▶ _Task objective_:
In the records, starting with the line that contains "Thank you for the photo. Could you point to the shoulder" and going on through the line that contains "column 119, row 344", swap "snowy ground" for "icy ground". Return only those lines, with everything else left unchanged.
** start Extracted data **
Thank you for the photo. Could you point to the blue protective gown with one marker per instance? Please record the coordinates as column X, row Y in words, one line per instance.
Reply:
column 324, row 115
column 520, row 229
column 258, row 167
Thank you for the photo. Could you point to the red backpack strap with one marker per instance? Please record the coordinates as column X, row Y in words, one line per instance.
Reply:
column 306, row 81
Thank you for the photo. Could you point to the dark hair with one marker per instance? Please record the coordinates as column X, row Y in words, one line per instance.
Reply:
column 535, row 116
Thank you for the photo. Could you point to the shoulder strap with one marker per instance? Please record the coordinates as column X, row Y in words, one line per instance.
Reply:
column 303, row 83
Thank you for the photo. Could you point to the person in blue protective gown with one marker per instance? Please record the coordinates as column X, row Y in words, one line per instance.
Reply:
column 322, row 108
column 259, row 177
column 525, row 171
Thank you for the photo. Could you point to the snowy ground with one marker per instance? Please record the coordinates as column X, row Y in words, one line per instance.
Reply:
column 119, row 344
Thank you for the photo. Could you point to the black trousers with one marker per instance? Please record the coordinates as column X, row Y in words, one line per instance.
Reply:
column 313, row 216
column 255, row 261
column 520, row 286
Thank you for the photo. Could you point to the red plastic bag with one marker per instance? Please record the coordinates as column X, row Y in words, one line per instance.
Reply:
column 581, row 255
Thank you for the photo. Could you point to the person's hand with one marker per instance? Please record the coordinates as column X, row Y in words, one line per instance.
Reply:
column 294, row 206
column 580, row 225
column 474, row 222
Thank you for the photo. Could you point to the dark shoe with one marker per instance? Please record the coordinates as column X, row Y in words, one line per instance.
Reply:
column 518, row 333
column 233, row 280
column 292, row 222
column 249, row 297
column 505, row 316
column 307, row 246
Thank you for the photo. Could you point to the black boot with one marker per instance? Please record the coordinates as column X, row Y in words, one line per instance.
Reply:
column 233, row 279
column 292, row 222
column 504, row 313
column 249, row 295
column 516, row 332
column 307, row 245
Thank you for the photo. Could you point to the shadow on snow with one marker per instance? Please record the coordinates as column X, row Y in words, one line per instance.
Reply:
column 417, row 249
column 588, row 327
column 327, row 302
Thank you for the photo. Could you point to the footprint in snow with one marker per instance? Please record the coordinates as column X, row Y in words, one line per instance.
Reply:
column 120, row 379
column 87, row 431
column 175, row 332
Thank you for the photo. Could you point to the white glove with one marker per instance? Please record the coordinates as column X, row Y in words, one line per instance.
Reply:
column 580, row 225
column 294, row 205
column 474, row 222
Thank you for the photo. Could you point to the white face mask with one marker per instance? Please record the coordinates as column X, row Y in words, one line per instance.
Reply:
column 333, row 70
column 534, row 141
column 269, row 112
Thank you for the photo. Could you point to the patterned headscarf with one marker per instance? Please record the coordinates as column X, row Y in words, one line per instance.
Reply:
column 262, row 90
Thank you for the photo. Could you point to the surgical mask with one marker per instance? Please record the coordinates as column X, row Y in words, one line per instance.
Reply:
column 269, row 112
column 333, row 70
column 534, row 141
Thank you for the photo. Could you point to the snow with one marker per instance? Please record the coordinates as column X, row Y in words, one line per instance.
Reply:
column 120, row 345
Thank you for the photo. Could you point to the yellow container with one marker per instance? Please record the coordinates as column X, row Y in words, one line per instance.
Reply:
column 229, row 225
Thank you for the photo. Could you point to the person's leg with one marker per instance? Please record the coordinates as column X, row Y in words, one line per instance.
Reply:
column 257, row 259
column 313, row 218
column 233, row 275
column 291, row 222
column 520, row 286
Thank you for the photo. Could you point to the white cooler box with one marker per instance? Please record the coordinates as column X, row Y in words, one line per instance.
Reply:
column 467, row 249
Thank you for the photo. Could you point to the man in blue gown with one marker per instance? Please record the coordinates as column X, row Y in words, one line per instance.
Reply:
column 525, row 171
** end Extracted data **
▶ _Correct response_:
Thank you for the photo. Could you point to the shoulder strap with one marker per instance? Please record the coordinates as column X, row Y in words, one line per instance.
Reply:
column 303, row 83
Thank you for the photo. Could you point to the person in blue protective gown with one marker per instance? Please record the coordinates as column X, row Y in words, one line per instance.
Reply:
column 322, row 108
column 259, row 177
column 525, row 171
Thank you for the photo. Could you point to the icy ground with one marker per instance? Please record the coordinates as column X, row Y in words, one line per instance.
Reply:
column 119, row 344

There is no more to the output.